◆ Material shown ◆
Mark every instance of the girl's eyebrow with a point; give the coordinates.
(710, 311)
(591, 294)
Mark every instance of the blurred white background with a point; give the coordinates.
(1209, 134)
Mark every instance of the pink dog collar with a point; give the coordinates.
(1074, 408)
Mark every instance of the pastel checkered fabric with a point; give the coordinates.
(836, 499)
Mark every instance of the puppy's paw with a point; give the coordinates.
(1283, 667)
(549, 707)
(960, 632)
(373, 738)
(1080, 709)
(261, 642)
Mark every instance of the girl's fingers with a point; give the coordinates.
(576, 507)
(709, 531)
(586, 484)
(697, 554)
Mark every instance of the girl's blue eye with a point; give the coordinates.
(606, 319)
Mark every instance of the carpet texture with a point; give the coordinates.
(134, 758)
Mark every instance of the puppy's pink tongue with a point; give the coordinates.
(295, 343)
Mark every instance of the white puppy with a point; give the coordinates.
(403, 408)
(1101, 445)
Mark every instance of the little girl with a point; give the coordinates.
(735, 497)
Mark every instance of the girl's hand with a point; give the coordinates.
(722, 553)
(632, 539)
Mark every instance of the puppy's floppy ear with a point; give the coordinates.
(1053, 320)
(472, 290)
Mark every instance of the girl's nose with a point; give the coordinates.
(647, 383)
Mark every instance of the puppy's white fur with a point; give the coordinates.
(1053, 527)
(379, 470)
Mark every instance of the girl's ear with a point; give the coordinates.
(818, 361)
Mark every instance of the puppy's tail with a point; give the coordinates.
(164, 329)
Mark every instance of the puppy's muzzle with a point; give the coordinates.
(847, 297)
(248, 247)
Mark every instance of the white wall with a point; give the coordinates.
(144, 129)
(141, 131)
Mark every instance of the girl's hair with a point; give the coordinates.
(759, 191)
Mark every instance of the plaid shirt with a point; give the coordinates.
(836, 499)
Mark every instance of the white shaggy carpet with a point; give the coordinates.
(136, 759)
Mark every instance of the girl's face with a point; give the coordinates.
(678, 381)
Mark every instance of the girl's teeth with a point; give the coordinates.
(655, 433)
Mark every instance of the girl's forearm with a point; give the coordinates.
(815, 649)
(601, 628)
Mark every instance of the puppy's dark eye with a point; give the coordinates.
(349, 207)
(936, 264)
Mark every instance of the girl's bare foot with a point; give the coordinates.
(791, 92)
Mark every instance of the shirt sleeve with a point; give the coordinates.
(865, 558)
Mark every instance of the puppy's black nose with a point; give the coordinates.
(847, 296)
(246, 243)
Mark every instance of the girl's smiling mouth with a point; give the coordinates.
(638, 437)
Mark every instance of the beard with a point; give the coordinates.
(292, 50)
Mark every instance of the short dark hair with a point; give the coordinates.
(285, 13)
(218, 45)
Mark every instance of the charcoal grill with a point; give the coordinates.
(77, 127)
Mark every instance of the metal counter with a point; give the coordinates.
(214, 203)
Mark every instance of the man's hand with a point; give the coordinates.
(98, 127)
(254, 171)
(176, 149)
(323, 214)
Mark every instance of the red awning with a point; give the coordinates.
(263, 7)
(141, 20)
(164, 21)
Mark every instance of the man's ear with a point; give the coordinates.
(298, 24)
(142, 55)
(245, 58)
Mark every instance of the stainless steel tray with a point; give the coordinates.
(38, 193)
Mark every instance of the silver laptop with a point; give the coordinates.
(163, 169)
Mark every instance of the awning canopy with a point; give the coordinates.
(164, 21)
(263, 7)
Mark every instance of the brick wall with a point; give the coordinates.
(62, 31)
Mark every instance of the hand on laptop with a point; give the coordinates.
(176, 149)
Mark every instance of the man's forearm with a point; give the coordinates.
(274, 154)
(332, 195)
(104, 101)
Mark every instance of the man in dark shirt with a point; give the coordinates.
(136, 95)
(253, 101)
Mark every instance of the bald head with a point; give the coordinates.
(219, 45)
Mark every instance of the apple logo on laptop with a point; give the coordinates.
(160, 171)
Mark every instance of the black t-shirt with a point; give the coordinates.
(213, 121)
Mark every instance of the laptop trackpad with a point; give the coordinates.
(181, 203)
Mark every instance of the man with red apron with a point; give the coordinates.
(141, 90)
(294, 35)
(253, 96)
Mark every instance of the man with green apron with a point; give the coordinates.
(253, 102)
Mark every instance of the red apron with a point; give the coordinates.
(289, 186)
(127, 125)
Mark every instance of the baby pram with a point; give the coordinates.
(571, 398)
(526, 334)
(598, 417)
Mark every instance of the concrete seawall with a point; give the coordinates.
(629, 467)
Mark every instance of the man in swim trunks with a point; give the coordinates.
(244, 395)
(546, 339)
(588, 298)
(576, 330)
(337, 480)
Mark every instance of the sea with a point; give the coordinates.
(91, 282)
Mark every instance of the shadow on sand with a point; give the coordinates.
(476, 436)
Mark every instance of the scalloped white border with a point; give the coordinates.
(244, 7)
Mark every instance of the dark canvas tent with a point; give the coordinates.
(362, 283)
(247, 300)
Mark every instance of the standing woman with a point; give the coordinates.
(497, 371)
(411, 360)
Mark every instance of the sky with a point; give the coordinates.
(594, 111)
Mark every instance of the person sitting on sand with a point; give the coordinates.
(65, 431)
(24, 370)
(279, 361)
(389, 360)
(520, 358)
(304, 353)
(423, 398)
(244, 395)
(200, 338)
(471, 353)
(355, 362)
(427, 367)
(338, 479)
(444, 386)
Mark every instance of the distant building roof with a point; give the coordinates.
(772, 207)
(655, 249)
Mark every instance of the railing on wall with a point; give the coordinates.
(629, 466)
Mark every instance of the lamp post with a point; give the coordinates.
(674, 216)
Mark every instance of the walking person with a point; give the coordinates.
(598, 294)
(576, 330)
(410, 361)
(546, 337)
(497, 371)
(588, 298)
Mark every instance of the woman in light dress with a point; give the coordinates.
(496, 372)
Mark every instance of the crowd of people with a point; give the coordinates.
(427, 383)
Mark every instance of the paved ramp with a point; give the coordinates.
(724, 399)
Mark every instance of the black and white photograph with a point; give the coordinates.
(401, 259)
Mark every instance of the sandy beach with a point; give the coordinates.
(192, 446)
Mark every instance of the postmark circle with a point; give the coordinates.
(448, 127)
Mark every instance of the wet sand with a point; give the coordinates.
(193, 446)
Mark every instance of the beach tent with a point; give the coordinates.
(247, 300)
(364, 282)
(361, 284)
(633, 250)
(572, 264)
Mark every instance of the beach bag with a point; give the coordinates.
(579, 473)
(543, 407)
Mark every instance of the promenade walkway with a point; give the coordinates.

◆ Goal of the exercise ◆
Nothing should be left out: repeat all of the data exactly.

◆ Solution to this problem ◆
Mark every instance of the girl's eyebrow with a point; give the coordinates.
(710, 311)
(591, 294)
Mark every instance of the blurred white background with a point; give the coordinates.
(1209, 134)
Mark every instance of the pink dog collar with a point; give the coordinates.
(1074, 408)
Mark every instance of the pastel checkered fabric with a point; give the coordinates.
(836, 499)
Mark every instance of the puppy's paw with a point; give the coordinates.
(1283, 667)
(549, 707)
(960, 632)
(373, 738)
(1080, 709)
(261, 642)
Mark every instance of the girl's fingers with a point; give the coordinates.
(576, 507)
(709, 531)
(586, 484)
(697, 554)
Mark every instance of the girl's blue eye with a point; give the coordinates.
(606, 319)
Mark every instance of the carpet texture with a point; give the coordinates.
(134, 758)
Mark every instance of the puppy's pink tongue with a point; give the coordinates.
(295, 343)
Mark every instance of the white puppy with a point; give the coordinates.
(403, 408)
(1101, 445)
Mark every instance of the little girl with a point; give the coordinates.
(735, 497)
Mark every instance of the girl's hand with a point; give the coordinates.
(722, 553)
(632, 539)
Mark every instance of the puppy's floppy ear with a point; give the coordinates.
(1053, 320)
(472, 290)
Mark every instance of the girl's nose with a point; give the coordinates.
(647, 383)
Mark every instance of the puppy's white fur with a point; give the coordinates.
(1053, 527)
(379, 470)
Mark every instance of the girl's ear with a point; give the coordinates.
(818, 361)
Mark every instance of the puppy's tail with a point; give the coordinates.
(164, 329)
Mark every instance of the puppy's muzzle with a point; give the coordinates.
(847, 297)
(248, 247)
Mark every instance of the white wall with a point; give the coordinates.
(144, 129)
(141, 131)
Mark every instance of the girl's hair with a point; give the coordinates.
(759, 191)
Mark every instance of the plaid shirt with a point; give the coordinates.
(836, 499)
Mark every instance of the white shaggy carpet with a point; give the coordinates.
(136, 759)
Mark every instance of the girl's face with a point; give the coordinates.
(678, 381)
Mark every instance of the girl's teeth with a point; give the coordinates.
(655, 433)
Mark every instance of the girl's forearm with a point; give the coordinates.
(815, 649)
(601, 628)
Mark every instance of the puppy's dark eye with a point; give the coordinates.
(349, 207)
(936, 264)
Mark every instance of the girl's bare foot with a point; give the coordinates.
(791, 92)
Mark every instance of the shirt sleeve with a point; give the coordinates.
(865, 558)
Mark every instance of the puppy's black nose with a point; give the coordinates.
(847, 296)
(246, 243)
Mark every instance of the girl's smiling mouth with a point; give the coordinates.
(638, 437)
Mark every instance of the beard with a point; give the coordinates.
(292, 50)
Mark every instance of the short dark hair with a point; give the coordinates.
(285, 13)
(218, 45)
Mark every instance of the charcoal grill with a point; give the coordinates.
(77, 127)
Mark every instance of the metal counter with a point; give the coordinates.
(214, 203)
Mark every instance of the man's hand with a point; give the coordinates.
(98, 127)
(254, 171)
(176, 149)
(323, 214)
Mark every instance of the red awning with a point; give the coordinates.
(263, 7)
(141, 20)
(164, 21)
Mark every instance of the man's ear with a point; give the coordinates.
(298, 24)
(142, 55)
(245, 58)
Mark every instance of the stainless steel tray with a point; give the coordinates.
(38, 193)
Mark every instance of the silver laptop with a point; give the coordinates.
(163, 169)
Mark every instance of the awning canopy with a point; give the coordinates.
(164, 21)
(263, 7)
Mark every instance of the brick wall with a point; give the coordinates.
(62, 31)
Mark every instance of the hand on laptop with a point; give the coordinates.
(176, 149)
Mark every instance of the man's forearm with a point; give the coordinates.
(274, 154)
(332, 195)
(104, 101)
Mark every instance of the man in dark shirt with a point; give the coordinates.
(136, 95)
(253, 101)
Mark every instance of the bald head with a point; give the coordinates.
(219, 45)
Mark every instance of the apple logo on laptop with a point; give the coordinates.
(160, 171)
Mark every instance of the black t-shirt with a point; give the coordinates.
(213, 121)
Mark every instance of the laptop trackpad with a point; give the coordinates.
(181, 203)
Mark every instance of the man with red apron with a point; give the coordinates.
(141, 90)
(294, 35)
(253, 96)
Mark every instance of the man with green apron with a point; give the coordinates.
(253, 102)
Mark every instance of the red apron with a point; give the coordinates.
(289, 186)
(127, 125)
Mark every instance of the baby pram with a point; give the coordinates.
(571, 398)
(526, 334)
(598, 417)
Mark every instance of the concrete seawall with a point; give the coordinates.
(629, 467)
Mark every instance of the man in swim trunks with a point; give the coordinates.
(244, 395)
(546, 339)
(588, 298)
(576, 330)
(337, 480)
Mark every instance of the sea with a point; give the coordinates.
(91, 282)
Mark every instance of the shadow on sand with a point; give the coordinates.
(476, 436)
Mark every instance of the scalloped white border with a point; give the coordinates.
(244, 7)
Mark every instance of the dark canvas tent with a point; give the coordinates.
(362, 283)
(247, 300)
Mark every instance of the standing woman with a point; give the coordinates.
(497, 371)
(411, 360)
Mark every instance of the sky with a point; give the coordinates.
(594, 111)
Mark every instance of the person sitting on sand with a point; give the coordinates.
(65, 431)
(24, 370)
(279, 361)
(389, 360)
(520, 358)
(304, 353)
(423, 398)
(244, 395)
(200, 338)
(471, 353)
(355, 362)
(427, 367)
(338, 479)
(444, 386)
Mark every instance of the distant building roof with a point; give the coordinates.
(772, 207)
(655, 249)
Mark every instance of the railing on wall with a point; give the coordinates.
(629, 466)
Mark every instance of the lamp post with a point; give the coordinates.
(674, 216)
Mark every instance of the walking person with a point; give the coordinates.
(598, 294)
(576, 330)
(410, 361)
(546, 337)
(497, 371)
(588, 298)
Mark every instance of the woman in light dress with a point; give the coordinates.
(496, 372)
Mark every instance of the crowd of people with a point; give the coordinates.
(427, 383)
Mark every instance of the paved ramp with a point; give the coordinates.
(724, 399)
Mark every instance of the black and white photograph with a point; give the coordinates.
(401, 259)
Mark every instance of the sandy beach with a point; give the coordinates.
(192, 446)
Mark every instance of the postmark circle with a point; give the coordinates.
(448, 127)
Mark every instance of the wet sand with a point; give the coordinates.
(193, 446)
Mark every instance of the beach tent with a point; give the coordinates.
(247, 300)
(364, 282)
(361, 284)
(633, 250)
(572, 264)
Mark every instance of the beach bag with a point; give the coordinates.
(579, 473)
(543, 407)
Mark every instance of the promenade walkway with a point; give the coordinates.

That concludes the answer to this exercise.